── Excerpted records
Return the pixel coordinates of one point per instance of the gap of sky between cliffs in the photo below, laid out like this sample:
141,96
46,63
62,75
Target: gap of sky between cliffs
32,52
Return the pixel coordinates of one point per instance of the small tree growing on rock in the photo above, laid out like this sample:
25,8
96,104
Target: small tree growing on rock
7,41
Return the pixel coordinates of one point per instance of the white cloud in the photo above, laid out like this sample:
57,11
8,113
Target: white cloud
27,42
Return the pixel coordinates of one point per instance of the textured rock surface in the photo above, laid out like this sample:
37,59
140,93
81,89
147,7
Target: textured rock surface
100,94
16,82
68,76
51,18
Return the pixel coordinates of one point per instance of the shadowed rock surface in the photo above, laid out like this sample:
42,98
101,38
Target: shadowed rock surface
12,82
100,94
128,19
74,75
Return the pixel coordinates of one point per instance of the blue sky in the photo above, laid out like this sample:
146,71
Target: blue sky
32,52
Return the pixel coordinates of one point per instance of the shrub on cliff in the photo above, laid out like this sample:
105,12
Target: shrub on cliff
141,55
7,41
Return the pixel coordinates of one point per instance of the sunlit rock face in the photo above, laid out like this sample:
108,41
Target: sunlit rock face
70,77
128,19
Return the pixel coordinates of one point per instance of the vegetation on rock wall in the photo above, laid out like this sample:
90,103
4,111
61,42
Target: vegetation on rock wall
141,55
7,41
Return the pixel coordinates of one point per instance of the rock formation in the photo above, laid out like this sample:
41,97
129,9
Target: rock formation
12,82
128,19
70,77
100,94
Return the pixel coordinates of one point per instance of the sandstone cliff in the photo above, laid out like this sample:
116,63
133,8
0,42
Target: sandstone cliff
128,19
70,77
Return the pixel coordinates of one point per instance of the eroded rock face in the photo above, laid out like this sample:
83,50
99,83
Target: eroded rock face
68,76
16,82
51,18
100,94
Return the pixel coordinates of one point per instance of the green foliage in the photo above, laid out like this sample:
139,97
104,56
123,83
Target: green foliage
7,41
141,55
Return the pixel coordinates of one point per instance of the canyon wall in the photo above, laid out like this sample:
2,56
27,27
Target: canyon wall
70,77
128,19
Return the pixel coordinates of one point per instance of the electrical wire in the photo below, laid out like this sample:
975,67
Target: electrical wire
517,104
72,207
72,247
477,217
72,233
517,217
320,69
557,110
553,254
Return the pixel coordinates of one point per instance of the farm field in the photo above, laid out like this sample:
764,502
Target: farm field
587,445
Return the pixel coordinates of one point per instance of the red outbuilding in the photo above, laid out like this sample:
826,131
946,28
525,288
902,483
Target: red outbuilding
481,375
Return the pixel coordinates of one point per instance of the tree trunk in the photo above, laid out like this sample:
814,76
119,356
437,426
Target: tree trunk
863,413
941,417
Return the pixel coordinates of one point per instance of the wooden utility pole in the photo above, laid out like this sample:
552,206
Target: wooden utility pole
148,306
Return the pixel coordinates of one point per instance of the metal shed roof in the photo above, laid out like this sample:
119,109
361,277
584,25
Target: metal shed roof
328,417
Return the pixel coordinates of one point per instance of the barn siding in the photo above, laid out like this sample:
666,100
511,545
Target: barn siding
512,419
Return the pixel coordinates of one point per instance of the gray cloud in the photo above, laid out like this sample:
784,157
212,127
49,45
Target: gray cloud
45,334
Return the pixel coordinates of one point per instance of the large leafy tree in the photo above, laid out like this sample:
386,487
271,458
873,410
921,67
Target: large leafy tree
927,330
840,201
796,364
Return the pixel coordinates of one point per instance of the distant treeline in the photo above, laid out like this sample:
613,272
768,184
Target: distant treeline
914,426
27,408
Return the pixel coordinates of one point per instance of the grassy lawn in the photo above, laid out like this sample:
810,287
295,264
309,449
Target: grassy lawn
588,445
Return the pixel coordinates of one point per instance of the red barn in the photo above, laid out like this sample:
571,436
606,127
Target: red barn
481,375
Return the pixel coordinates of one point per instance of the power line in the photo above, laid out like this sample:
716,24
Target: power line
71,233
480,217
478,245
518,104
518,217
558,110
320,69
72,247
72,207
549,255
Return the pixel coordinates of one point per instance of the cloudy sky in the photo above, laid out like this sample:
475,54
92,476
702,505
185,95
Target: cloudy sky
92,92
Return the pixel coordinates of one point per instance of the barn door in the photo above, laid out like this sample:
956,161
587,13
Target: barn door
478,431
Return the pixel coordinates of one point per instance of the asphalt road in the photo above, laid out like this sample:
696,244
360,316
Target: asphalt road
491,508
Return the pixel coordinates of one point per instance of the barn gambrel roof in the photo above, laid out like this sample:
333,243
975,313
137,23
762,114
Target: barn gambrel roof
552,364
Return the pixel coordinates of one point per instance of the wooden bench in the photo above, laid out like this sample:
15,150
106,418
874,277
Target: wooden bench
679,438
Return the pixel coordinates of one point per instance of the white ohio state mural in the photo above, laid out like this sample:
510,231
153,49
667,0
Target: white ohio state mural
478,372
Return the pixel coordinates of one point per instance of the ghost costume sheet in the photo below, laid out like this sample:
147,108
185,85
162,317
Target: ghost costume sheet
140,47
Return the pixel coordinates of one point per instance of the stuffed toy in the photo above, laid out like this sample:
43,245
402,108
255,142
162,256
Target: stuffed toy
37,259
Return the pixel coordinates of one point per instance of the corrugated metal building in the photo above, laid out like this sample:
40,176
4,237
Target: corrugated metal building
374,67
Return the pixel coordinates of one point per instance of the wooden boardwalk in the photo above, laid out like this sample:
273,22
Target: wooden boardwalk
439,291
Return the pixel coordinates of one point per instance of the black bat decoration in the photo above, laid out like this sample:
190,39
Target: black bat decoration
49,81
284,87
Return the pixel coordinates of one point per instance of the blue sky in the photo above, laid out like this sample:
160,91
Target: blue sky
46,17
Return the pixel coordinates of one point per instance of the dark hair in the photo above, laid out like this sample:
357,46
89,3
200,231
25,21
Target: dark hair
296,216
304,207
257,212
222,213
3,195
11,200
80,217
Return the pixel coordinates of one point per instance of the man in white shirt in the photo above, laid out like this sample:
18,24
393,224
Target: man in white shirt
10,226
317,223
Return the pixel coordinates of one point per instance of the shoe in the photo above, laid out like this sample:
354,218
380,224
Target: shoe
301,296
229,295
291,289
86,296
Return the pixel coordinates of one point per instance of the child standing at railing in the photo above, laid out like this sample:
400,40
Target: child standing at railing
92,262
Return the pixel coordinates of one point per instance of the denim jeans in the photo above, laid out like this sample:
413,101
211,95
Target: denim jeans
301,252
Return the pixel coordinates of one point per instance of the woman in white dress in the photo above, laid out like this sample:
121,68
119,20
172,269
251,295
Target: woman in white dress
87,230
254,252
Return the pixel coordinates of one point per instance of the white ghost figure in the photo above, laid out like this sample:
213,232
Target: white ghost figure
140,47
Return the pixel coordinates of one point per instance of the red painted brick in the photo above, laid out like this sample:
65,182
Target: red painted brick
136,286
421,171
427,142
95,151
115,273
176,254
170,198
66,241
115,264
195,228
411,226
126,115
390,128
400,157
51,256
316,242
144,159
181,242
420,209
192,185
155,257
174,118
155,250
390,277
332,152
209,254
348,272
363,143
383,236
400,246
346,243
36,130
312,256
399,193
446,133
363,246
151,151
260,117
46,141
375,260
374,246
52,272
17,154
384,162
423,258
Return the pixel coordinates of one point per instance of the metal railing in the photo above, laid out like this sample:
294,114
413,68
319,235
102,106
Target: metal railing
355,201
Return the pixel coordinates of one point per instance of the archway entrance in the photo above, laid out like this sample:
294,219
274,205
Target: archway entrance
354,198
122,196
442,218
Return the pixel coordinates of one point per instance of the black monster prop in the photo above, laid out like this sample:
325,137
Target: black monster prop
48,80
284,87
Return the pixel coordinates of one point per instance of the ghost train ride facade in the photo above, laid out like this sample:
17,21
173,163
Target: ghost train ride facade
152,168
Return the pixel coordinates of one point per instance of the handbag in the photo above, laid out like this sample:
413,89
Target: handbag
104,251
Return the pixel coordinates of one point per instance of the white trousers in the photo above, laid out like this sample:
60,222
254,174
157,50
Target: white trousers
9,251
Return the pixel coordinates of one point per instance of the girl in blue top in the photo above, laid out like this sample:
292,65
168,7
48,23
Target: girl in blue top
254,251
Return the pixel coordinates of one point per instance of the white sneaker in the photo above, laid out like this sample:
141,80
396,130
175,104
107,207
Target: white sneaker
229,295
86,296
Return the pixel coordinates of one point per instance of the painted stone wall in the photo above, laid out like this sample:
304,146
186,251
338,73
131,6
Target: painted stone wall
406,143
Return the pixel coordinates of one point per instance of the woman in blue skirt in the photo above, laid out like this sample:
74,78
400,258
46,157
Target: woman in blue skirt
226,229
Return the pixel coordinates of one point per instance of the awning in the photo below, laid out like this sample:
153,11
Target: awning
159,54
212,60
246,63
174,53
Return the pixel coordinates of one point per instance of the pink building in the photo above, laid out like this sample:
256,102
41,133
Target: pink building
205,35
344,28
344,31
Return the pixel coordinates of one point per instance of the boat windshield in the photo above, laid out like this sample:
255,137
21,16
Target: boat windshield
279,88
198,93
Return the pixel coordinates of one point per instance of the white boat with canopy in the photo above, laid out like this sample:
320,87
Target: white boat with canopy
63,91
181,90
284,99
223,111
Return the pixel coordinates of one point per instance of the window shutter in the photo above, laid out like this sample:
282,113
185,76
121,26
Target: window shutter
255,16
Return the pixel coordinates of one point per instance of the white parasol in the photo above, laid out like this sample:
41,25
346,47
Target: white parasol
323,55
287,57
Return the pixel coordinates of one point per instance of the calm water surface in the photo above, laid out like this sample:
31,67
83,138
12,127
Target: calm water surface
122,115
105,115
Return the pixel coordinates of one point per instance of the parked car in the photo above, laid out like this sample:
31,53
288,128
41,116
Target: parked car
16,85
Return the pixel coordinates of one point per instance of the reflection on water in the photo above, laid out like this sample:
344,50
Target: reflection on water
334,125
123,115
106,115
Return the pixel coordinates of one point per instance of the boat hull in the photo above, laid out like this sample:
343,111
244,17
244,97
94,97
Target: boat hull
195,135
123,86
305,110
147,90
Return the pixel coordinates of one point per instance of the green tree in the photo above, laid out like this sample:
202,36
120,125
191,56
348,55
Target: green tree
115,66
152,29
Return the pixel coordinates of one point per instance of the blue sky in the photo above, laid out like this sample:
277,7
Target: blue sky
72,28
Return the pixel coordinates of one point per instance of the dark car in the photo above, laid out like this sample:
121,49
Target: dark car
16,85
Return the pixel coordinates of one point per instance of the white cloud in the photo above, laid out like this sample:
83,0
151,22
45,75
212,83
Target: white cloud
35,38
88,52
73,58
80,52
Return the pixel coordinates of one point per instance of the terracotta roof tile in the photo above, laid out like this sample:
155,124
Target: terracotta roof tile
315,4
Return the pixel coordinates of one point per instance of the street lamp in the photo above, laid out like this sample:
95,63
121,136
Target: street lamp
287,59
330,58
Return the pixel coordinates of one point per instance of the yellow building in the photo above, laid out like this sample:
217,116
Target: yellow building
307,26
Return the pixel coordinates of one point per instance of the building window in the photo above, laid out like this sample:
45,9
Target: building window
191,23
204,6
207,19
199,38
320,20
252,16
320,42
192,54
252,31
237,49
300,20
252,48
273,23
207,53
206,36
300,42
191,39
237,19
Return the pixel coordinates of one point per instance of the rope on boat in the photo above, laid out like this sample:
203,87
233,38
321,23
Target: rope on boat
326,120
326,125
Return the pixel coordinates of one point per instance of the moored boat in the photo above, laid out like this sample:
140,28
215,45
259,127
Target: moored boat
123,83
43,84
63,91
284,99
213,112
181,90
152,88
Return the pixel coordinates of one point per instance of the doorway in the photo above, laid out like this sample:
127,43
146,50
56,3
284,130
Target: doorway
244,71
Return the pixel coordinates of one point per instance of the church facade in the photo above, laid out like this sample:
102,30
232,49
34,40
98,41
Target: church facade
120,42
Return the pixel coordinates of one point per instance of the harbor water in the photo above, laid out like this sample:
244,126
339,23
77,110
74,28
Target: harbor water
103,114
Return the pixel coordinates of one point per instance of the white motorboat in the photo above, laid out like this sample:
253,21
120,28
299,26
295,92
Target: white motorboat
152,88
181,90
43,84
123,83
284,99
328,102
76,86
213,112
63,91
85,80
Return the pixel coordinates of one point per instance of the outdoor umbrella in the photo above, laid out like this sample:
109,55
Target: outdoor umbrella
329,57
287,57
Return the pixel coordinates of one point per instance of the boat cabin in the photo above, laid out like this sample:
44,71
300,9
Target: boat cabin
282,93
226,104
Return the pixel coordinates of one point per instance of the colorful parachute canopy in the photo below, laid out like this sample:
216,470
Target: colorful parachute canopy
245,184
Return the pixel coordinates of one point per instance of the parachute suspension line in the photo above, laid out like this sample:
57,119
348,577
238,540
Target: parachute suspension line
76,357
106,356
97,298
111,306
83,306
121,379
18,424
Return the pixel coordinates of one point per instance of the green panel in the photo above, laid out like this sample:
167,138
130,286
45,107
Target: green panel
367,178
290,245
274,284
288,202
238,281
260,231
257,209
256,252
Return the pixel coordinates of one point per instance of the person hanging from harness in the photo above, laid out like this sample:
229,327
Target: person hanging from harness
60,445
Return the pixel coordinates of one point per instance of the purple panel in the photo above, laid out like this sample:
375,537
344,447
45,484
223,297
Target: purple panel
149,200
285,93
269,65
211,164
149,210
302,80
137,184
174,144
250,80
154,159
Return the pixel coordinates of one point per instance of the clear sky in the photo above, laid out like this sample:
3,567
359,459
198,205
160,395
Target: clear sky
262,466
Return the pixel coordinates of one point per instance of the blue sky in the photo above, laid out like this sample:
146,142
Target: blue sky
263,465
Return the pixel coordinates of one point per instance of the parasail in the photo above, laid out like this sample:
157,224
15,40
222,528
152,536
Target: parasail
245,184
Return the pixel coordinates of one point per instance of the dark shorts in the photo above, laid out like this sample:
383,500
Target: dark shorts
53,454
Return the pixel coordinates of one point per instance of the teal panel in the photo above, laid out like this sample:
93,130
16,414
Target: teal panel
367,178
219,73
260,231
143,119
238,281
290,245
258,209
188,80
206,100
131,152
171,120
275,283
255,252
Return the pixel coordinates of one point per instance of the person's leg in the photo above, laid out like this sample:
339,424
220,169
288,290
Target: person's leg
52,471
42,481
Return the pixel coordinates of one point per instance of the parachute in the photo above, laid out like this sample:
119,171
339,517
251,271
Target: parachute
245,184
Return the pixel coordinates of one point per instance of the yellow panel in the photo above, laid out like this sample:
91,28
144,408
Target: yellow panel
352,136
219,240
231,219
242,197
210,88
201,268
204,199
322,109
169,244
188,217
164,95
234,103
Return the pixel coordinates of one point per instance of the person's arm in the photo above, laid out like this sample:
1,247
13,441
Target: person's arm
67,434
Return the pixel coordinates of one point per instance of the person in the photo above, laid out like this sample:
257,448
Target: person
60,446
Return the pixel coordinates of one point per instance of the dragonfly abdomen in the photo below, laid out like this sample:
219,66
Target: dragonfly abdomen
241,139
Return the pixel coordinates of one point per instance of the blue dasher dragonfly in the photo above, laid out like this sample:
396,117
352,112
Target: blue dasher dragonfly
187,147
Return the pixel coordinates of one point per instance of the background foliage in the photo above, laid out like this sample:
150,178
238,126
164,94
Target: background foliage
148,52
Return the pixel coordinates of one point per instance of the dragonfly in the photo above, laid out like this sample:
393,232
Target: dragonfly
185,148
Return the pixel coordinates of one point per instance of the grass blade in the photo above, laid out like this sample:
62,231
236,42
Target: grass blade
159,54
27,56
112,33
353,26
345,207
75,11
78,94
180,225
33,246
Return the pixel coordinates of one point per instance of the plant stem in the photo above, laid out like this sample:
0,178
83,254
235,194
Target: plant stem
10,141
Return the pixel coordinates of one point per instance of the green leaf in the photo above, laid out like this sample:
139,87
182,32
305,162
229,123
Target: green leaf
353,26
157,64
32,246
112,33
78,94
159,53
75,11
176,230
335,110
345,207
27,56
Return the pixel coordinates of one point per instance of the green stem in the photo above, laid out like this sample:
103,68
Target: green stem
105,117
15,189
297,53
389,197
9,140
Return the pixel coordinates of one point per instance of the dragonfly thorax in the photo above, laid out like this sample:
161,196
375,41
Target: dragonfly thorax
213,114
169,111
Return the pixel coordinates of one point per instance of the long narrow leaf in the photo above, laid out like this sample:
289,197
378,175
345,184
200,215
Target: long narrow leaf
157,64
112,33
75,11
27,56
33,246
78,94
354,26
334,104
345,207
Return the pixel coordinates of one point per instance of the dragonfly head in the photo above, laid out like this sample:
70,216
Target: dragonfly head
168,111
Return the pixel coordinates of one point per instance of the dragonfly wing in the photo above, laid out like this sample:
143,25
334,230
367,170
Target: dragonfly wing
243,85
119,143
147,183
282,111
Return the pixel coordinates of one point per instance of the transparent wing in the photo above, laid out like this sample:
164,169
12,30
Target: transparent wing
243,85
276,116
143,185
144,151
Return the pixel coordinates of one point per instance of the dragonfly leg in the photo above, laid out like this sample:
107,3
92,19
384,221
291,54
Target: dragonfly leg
────
▶ [Work item] I need each line of the entries that holds the string "below" located and copied.

▶ [Final answer]
Return the pixel coordinates of one point per instance of the gap of sky between cliffs in the photo below, laid out like this sample:
Return the pixel coordinates of one point per instance of the electrical wire in the photo below, laid out like this sample:
Return the pixel coordinates of one point per instance of the ghost costume sheet in the photo below, laid out like this sample:
Return the pixel coordinates of one point per instance of the awning in the photo below, laid out like this sample:
Return the pixel coordinates of one point per instance of the colorful parachute canopy in the photo below, laid out like this sample:
Return the pixel coordinates of one point per instance of the dragonfly abdomen in the photo below, laid out like this sample:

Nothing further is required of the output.